Below is a listing; write it out exactly and drop any images from it.
——————
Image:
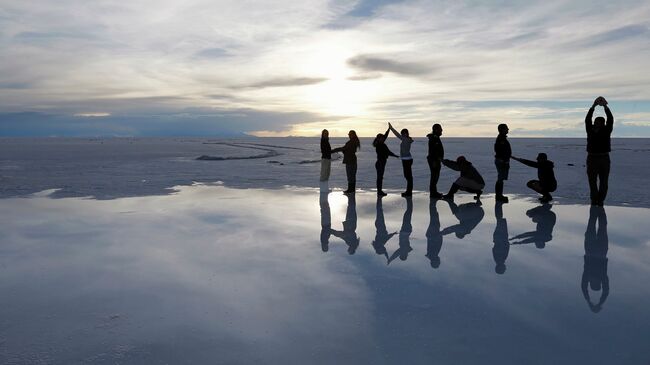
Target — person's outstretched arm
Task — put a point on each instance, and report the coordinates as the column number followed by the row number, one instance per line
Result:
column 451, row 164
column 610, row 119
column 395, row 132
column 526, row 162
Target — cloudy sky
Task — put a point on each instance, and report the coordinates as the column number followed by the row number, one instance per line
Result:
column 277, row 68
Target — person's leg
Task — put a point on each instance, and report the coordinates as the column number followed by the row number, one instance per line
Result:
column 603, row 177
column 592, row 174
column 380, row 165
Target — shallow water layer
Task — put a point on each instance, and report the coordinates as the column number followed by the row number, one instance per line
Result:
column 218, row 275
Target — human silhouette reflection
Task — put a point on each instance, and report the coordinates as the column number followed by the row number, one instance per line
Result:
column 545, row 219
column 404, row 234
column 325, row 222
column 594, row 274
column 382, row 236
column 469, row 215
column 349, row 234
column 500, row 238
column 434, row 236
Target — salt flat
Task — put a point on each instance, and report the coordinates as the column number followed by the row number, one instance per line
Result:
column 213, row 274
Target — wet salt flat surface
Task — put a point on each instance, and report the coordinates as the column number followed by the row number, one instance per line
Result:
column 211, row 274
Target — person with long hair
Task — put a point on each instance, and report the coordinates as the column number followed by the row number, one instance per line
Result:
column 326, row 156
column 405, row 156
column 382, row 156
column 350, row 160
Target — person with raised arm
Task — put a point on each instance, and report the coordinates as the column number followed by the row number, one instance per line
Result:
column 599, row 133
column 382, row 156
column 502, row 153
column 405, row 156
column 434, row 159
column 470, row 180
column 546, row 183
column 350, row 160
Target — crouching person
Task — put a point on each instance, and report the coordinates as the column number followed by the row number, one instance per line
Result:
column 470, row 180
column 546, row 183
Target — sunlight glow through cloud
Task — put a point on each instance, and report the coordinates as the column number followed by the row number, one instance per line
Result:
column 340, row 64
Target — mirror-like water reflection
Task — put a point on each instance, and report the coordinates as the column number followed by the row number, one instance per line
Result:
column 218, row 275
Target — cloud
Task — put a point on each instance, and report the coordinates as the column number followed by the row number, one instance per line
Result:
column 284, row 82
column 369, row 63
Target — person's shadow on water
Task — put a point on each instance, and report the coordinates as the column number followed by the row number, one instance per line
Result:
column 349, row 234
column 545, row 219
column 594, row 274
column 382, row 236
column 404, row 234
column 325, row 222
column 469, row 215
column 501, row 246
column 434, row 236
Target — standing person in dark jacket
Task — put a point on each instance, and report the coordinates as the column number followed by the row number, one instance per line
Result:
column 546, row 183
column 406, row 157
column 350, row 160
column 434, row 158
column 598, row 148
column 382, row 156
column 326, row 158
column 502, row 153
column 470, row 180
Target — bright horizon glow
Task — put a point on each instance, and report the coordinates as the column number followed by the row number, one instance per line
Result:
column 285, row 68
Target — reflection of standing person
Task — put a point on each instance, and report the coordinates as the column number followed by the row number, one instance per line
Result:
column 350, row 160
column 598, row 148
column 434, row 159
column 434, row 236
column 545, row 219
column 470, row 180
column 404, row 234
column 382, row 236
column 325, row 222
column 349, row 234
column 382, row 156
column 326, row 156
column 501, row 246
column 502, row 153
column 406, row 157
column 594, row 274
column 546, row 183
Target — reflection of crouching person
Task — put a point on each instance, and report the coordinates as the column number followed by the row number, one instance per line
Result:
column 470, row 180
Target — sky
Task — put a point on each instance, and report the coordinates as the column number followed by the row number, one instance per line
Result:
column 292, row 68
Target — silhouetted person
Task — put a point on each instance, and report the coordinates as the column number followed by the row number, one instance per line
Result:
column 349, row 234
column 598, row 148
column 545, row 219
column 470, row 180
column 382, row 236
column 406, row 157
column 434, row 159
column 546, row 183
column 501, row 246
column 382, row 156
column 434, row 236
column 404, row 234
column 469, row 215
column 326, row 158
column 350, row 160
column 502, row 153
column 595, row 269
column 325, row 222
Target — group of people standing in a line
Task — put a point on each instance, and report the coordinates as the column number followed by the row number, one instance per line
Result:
——————
SOLUTION TO THE EXERCISE:
Image:
Target — person's outstretched arm
Task — put a point on each instance, and report the coordinates as the column number followed by the row number, one instance per line
Result:
column 451, row 164
column 610, row 119
column 395, row 132
column 526, row 162
Target — cloudy sky
Task — put a point on each instance, and report the coordinates as the column number followed by the row number, one instance per line
Result:
column 277, row 68
Target — person's leg
Task — put a point on each instance, and report the coordinates as the column number followed by the row number, one instance per line
Result:
column 603, row 177
column 592, row 174
column 380, row 165
Target — shallow water layer
Task — put a point on each instance, and report the coordinates as the column number followed by the row number, one instance per line
Result:
column 218, row 275
Target — human silhouette reflection
Task — put a point on each instance, and report the coordinates as the column number followed by the row number, one instance per line
Result:
column 545, row 219
column 404, row 234
column 325, row 222
column 594, row 274
column 382, row 236
column 469, row 215
column 349, row 234
column 500, row 238
column 434, row 236
Target — salt flat
Task — put a point on each instance, and report the coordinates as the column number followed by the row number, one instance per line
Result:
column 213, row 274
Target — wet salt flat surface
Task — put a point on each instance, and report the coordinates as the column number followed by the row number, one instance per line
Result:
column 211, row 274
Target — person with long hair
Task — put a point on each instance, and report the coordinates as the column number followed by the row number, one instance per line
Result:
column 326, row 156
column 405, row 156
column 382, row 156
column 350, row 160
Target — person with raised arm
Task — put a point on each instance, and report the coordinates as the column number followed by the row number, one instance per line
Result:
column 599, row 133
column 382, row 156
column 502, row 153
column 405, row 156
column 434, row 159
column 470, row 180
column 546, row 183
column 350, row 160
Target — crouching person
Task — put a point on each instance, and report the coordinates as the column number followed by the row number, one instance per line
Result:
column 470, row 180
column 546, row 183
Target — sunlight glow through cloud
Task — put a point on each instance, and report the coordinates as the column number followed by the row number, one instance per line
Result:
column 340, row 64
Target — mirror-like water reflection
Task — put a point on each instance, and report the coordinates as the column number followed by the row number, one instance per line
Result:
column 218, row 275
Target — cloud
Task — put a point on each instance, and report the coordinates as the column number followed by the row number, one instance per line
Result:
column 284, row 82
column 369, row 63
Target — person's shadow on water
Task — put a point on each instance, and report the coordinates as the column number followed by the row number, one instance per line
Result:
column 349, row 234
column 545, row 219
column 594, row 274
column 382, row 236
column 404, row 234
column 325, row 222
column 469, row 215
column 501, row 246
column 434, row 236
Target — standing person in dark jacket
Task — put a point on each instance, and report the coordinates as the column number followed by the row number, one instance per line
Result:
column 546, row 183
column 406, row 157
column 350, row 160
column 434, row 158
column 598, row 148
column 382, row 156
column 326, row 158
column 502, row 153
column 470, row 180
Target — bright horizon glow
Task — put a point on each instance, and report the coordinates as the column number followed by the row number, one instance per line
Result:
column 285, row 68
Target — reflection of standing person
Task — put a point on each instance, and report the coordinates as the column number followed by the row number, one instance per line
Result:
column 350, row 160
column 598, row 148
column 434, row 159
column 434, row 236
column 545, row 219
column 470, row 180
column 404, row 234
column 382, row 236
column 325, row 222
column 349, row 234
column 382, row 156
column 326, row 156
column 501, row 246
column 502, row 153
column 406, row 157
column 594, row 274
column 546, row 183
Target — reflection of crouching person
Task — put a point on each instance, and report the coordinates as the column number followed by the row number, one instance per line
Result:
column 470, row 180
Target — sky
Task — put a point on each instance, and report the coordinates as the column number followed by the row number, one instance per line
Result:
column 292, row 68
Target — silhouetted person
Task — put a point on each instance, and report the coordinates as the column number followed by the row number, one instance per line
Result:
column 349, row 234
column 598, row 148
column 545, row 219
column 470, row 180
column 382, row 236
column 406, row 157
column 434, row 159
column 546, row 183
column 501, row 246
column 382, row 156
column 434, row 236
column 404, row 234
column 469, row 215
column 326, row 158
column 350, row 160
column 502, row 153
column 595, row 269
column 325, row 222
Target — group of people standing in a line
Task — put a point on each instance, and report the coordinates as the column number followed by the row number, one instance per line
Result:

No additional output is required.